Goal 1
Retype the records word for word, beginning at the line that contains "Each instance of the water" and stopping after the line that contains "[(452, 147)]".

Honestly, I'm surprised we don't see more programming languages like Objective-C, that have very clear distinctions between their "Data" type and "String" type, where encoded text is an NSData (a buffer of bytes) while decoded, valid text is an NSString, and all the methods on NSStrings operate on the grapheme clusters that decoded text is composed of, rather than on the bytes or codepoints or "characters" that are only relevant to encoded text.
Source: the same Wikipedia article you linked.
There is no space for expansion without reassigning private use areas or changing the encoding mechanism of surrogates--which is currently completely specified (each surrogate pair will produce a valid code point).
That's a property of the ISO-8859 encodings, it turns out to be pretty terrible as you have no way of distinguishing utter garbage/nonsense from actual text.
> I use B85 or B64 when needed but was wondering if there is a Unicode encoding that will do the job.
Base64 and 85 are pretty much the opposite of Unicode encodings. Encodings turn text (abstract unicode codepoints) into actual bytes you can store, Base64 and Base85 turn bytes into ASCII or ASCII-compatible text.
I know and that's the purpose I use it for: to smuggle in binary data as text, but no reason why an encoding scheme should not be dual purpose. Thanks for the tip about ISO-8859
You take the first six bits of your binary data and convert to some ascii char mapping. And then the the next 6 bits and so on.
You can't do that with unicode, and it wouldn't make sense for any other encoding standard.
They are completely different things.
Its a really silly, stupid situation I need this for, exchanging data with Python and I can only use Unicode strings.
Sure, kinda: https://github.com/pfrazee/base-emoji (it's a base256 using emoji), but then you still need to encode that text, which is going to require 4 bytes per symbol, so I'm not sure you're going to get any actual gain over B64/B85 in the end. There's also the option of using a subset of the U+0100~U+07FF range (though it contains a diacticial block which may not be ideal) as it encodes to 2 bytes in both UTF-8 and UTF-16 (though there are diacritics in these blocks, and some of the codepoints are reserved but not allocated so…).
So with most systems being UTF8, this means that the encoding is "UTF8, except with bytes that would be invalid UTF8 mapping to this range of surrogates". So you've got an encoding with no holes, which is compatible with all valid UTF8 (since those surrogates are invalid UTF8).
It's not common, so it doesn't match that criterion of yours,but I think it's a great solution and hope it catches on. We need a solution for "text, except with graceful fallback when someone decided to put arbitrary bytes in there"
Since Python happened to be a common feature common between our two scenarios, wanted to caution other HN'ers not to put blame on Python. In my case Python was indeed doing the right thing.
It's not a very good property to have. UTF-8's invalid decodings means that it's very easy to detect if you're not using UTF-8: iconv's charset detector will rule certainty of UTF-8 if it sees just 3 valid UTF-8 multibyte sequences and no invalid sequences, and that's pretty much the only reliable detector.
"Below are the guidelines that were used in defining the UCS
6) It should be possible to find the start of a character efficiently starting from an arbitrary location in a byte stream."
If they used "10" as a marker for "this is the start of a two-byte sequence", it could not have been used for "this is a byte in a multi-byte sequence, but not the first one"
This article is much better at telling you relevant things (with nice data-driven visualizations!) about how Unicode is used now.

Provided data
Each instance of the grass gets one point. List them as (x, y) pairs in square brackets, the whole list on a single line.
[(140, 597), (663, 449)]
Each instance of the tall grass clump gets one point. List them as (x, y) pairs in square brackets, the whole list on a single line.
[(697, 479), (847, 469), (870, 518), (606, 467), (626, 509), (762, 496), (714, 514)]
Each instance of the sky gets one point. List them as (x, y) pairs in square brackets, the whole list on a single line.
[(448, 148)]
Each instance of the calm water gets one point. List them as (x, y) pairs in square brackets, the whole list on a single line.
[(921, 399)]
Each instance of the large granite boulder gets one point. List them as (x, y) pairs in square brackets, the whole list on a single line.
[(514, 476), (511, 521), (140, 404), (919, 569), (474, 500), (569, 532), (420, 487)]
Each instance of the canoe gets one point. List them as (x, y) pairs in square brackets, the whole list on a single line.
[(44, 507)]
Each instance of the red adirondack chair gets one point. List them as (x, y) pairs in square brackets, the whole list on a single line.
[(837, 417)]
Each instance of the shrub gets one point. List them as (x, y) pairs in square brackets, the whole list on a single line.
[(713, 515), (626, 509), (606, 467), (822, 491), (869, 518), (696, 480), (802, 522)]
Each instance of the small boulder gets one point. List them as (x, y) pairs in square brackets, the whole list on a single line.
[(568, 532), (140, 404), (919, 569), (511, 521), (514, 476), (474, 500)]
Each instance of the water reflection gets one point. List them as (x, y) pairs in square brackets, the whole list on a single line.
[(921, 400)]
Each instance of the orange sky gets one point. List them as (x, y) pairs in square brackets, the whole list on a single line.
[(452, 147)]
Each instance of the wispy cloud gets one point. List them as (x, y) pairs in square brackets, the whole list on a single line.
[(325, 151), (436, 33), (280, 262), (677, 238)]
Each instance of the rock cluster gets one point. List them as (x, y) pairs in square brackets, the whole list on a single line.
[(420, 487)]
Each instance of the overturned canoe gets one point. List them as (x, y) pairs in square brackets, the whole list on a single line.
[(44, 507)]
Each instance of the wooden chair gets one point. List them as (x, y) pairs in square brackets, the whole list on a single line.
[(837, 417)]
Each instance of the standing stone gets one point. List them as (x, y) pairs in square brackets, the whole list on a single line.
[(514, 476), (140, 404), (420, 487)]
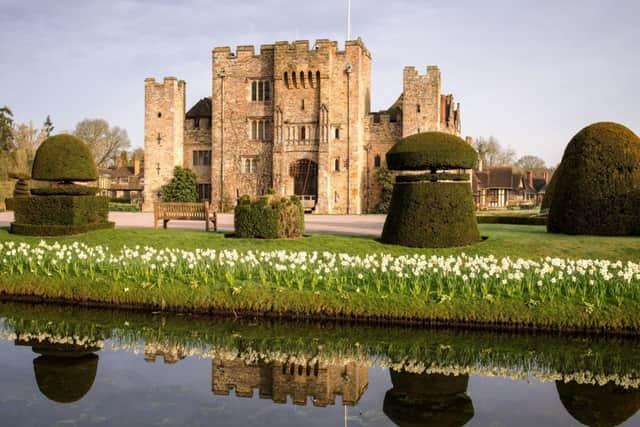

Goal 2
From the Unicode encoding thread, echo the passage verbatim, starting at the words "That's a property" and ending after "other encoding standard.".

Complete answer 1
Each instance of the water reflection gets one point. List them as (x, y) pairs in square brackets, the whole list on a single line.
[(921, 400)]
Each instance of the orange sky gets one point. List them as (x, y) pairs in square brackets, the whole list on a single line.
[(452, 147)]

Complete answer 2
That's a property of the ISO-8859 encodings, it turns out to be pretty terrible as you have no way of distinguishing utter garbage/nonsense from actual text.
> I use B85 or B64 when needed but was wondering if there is a Unicode encoding that will do the job.
Base64 and 85 are pretty much the opposite of Unicode encodings. Encodings turn text (abstract unicode codepoints) into actual bytes you can store, Base64 and Base85 turn bytes into ASCII or ASCII-compatible text.
I know and that's the purpose I use it for: to smuggle in binary data as text, but no reason why an encoding scheme should not be dual purpose. Thanks for the tip about ISO-8859
You take the first six bits of your binary data and convert to some ascii char mapping. And then the the next 6 bits and so on.
You can't do that with unicode, and it wouldn't make sense for any other encoding standard.